EXERCISE DESCRIPTION >>
Below are entries; write every one of them out again exactly.

Natural language region descriptions
○ ○ ○ ○
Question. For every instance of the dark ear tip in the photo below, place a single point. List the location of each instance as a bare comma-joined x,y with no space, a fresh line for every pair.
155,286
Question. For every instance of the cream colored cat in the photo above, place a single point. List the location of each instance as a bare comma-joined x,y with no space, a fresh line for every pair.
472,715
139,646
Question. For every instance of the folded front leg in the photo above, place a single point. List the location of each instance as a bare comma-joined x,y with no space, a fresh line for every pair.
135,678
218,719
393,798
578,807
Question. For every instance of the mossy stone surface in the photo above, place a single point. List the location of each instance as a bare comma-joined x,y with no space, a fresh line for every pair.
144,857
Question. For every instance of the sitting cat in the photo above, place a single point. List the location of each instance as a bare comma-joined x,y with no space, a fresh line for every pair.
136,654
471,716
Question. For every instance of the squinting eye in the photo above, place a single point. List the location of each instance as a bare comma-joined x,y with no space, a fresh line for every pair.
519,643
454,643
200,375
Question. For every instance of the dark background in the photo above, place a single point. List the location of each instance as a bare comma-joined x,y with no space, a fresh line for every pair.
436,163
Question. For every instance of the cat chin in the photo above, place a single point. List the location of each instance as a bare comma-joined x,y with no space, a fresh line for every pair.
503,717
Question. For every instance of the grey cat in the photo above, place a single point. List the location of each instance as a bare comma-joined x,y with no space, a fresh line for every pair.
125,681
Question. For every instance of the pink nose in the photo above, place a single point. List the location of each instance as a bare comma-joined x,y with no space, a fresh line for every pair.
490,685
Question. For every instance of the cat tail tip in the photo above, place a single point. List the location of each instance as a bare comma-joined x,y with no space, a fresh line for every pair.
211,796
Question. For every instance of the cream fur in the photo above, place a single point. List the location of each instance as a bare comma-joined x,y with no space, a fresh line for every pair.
○ ○ ○ ○
COMPLETED EXERCISE >>
Question. For every instance of the dark ear tip in the photo below, place a single point. List the location of each instance as a bare comma-joined x,y with no space, a fresh line for every pair.
155,286
Question. For every instance of the cream colored cat in the photo above, place a single point. List the location of each instance as a bare comma-joined x,y with no space, a fresh line for every pair.
472,715
139,646
Question. For every instance of the folded front leg in the photo above, place a single point. List the location of each instance as a bare comma-joined x,y with no space, a fresh line for every pair.
135,678
218,719
393,798
578,807
Question. For every instance of the mossy stone surface in the photo above, place a single point. List the location of each instance as a bare comma-joined x,y with no space, a fresh line for every pair.
144,857
Question. For every instance of the sitting cat in the photo above, place a single point. List the location of each instance as a bare comma-joined x,y with no space, a fresh line for every pair.
136,654
471,716
Question. For every instance of the squinting eye in the photo above, place a single point. List the location of each instance as a bare comma-joined x,y with no space, a fresh line for every pair.
519,643
454,643
200,375
Question. For every instance of the dark background in the photo above, place a single point. List the location of each instance as a bare comma-joined x,y with no space, a fresh line for every pair.
436,163
Question. For every instance of the cat chin in the photo above, place a single point. List the location of each instance as a bare comma-joined x,y with no space, a fresh line for every pair.
503,717
Question. For every instance of the grey cat in the photo above, place a single point. List the location of each instance as a bare comma-joined x,y with no space, a fresh line for every pair.
125,681
Question. For every instance of the pink nose in the photo above, place a single point. List the location of each instance as a bare comma-joined x,y with no space, a fresh line for every pair.
490,685
Question. For every instance of the cat tail tip in the photo above, place a single point. List the location of each instance as a bare comma-joined x,y with no space, a fresh line for every pair.
211,796
Question. For every instance of the cream fur in the photo above, place a single point. List the location of each instance as a bare comma-joined x,y with no space, a fresh line for every pair.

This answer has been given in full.